Parallelism in database systems is not simply about speed—it's about resource utilization. A query that takes 100 seconds on a single core might complete in 10 seconds using 10 cores, delivering a 10× improvement in user experience while actually consuming the same total CPU resources. Understanding when, how, and why databases parallelize queries is essential knowledge for database professionals.
By the end of this page, you will understand the types of parallelism in query execution, how data is partitioned for parallel processing, how individual operators are parallelized, the challenges of synchronization and coordination, and how to analyze and tune parallel query performance.
Database systems employ multiple forms of parallelism, each targeting different aspects of query execution. Understanding these types is fundamental to grasping how modern databases achieve high performance.
Inter-Query Parallelism:
The simplest form—multiple independent queries execute simultaneously on different cores. This is handled by the database's connection management and provides natural parallelism for OLTP workloads with many concurrent users.

### Task data
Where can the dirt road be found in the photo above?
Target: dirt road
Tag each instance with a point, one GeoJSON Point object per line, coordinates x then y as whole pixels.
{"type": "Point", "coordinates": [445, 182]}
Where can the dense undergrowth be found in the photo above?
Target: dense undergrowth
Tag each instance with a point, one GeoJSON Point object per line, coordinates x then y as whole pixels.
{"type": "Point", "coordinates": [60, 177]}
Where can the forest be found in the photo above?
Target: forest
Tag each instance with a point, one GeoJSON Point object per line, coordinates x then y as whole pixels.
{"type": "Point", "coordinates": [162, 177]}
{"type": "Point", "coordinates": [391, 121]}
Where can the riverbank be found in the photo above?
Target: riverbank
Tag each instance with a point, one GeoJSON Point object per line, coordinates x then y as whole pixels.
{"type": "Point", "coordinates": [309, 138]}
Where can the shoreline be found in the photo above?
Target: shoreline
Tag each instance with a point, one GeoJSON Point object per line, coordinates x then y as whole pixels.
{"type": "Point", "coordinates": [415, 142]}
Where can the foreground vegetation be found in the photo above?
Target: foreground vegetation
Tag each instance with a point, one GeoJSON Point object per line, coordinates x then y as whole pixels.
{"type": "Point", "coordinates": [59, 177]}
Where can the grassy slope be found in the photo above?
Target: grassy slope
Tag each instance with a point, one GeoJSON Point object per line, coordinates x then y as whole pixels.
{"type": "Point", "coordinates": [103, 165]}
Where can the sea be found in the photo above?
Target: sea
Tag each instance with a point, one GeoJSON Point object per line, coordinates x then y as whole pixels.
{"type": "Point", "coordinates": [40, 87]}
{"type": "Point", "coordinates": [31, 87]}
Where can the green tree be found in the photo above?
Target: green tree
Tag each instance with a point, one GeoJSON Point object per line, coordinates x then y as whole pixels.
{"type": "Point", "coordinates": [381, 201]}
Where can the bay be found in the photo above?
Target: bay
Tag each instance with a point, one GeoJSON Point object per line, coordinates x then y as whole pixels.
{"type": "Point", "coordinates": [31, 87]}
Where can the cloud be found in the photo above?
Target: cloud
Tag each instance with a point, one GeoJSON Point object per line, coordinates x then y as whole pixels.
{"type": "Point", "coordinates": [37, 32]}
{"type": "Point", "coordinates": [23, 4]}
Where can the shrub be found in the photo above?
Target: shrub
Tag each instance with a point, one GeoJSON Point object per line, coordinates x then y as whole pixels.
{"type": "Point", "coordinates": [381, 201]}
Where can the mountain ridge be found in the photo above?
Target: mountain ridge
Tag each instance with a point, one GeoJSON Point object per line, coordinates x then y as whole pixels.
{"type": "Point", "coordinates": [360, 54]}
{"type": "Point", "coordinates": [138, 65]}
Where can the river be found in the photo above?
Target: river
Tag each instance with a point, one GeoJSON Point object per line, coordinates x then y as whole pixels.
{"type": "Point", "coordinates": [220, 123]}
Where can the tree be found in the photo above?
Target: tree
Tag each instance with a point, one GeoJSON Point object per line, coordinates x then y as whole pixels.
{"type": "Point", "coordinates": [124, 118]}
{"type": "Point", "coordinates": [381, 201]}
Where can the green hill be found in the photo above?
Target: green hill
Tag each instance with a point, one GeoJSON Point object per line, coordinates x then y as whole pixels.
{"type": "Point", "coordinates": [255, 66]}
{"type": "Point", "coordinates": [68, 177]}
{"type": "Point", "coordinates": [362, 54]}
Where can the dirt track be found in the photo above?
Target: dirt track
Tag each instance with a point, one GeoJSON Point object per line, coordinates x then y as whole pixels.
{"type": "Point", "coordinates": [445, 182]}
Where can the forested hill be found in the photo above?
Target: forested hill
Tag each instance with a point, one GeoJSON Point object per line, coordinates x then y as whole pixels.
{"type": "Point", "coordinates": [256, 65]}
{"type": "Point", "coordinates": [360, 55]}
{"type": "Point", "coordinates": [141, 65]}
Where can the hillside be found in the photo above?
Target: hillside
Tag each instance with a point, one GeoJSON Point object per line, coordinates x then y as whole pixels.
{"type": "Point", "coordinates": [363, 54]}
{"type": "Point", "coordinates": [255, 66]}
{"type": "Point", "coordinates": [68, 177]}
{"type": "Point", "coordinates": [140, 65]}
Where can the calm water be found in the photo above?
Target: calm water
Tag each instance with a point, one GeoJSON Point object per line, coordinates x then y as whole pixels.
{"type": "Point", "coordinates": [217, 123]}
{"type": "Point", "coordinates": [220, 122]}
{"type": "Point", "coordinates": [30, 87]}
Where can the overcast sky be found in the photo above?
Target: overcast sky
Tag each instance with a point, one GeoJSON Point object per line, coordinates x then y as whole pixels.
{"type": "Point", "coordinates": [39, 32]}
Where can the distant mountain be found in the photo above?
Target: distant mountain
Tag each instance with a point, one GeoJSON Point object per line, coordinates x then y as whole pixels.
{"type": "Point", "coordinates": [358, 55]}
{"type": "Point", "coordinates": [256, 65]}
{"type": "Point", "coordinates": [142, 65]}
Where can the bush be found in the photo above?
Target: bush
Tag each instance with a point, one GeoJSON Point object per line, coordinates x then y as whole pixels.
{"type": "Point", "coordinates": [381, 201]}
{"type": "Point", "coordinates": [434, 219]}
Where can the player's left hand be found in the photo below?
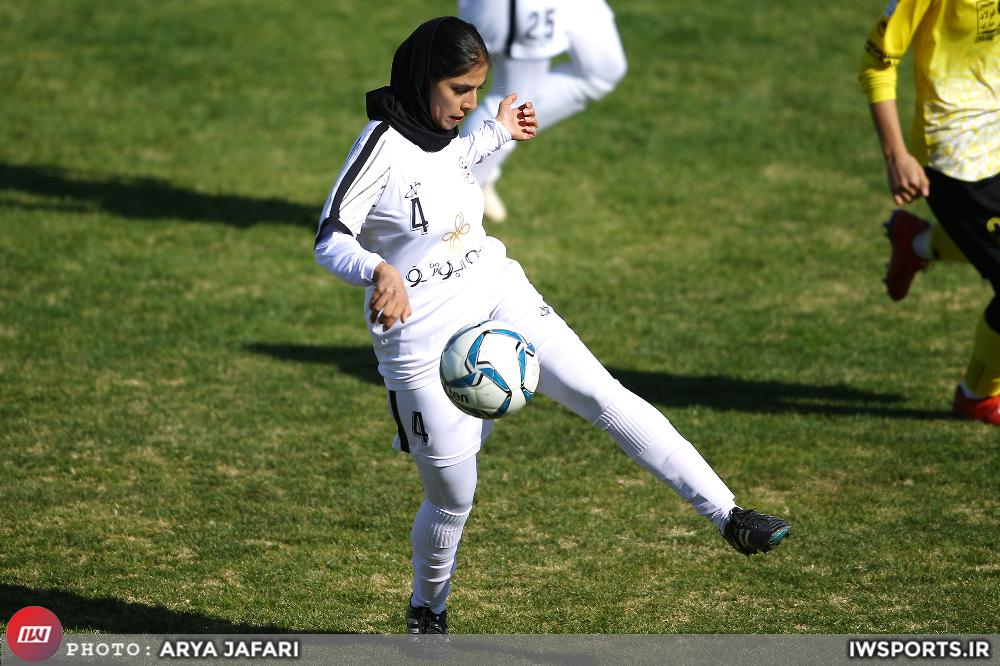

### Request A
In the passage on database parallelism, how long might a query that takes 100 seconds on a single core take using 10 cores?
### Request B
Report each line of the listing that contains the word "cloud", copied in full. Case counts.

### Exercise answer A
10 seconds.

### Exercise answer B
Where can the cloud be found in the photo above?
Target: cloud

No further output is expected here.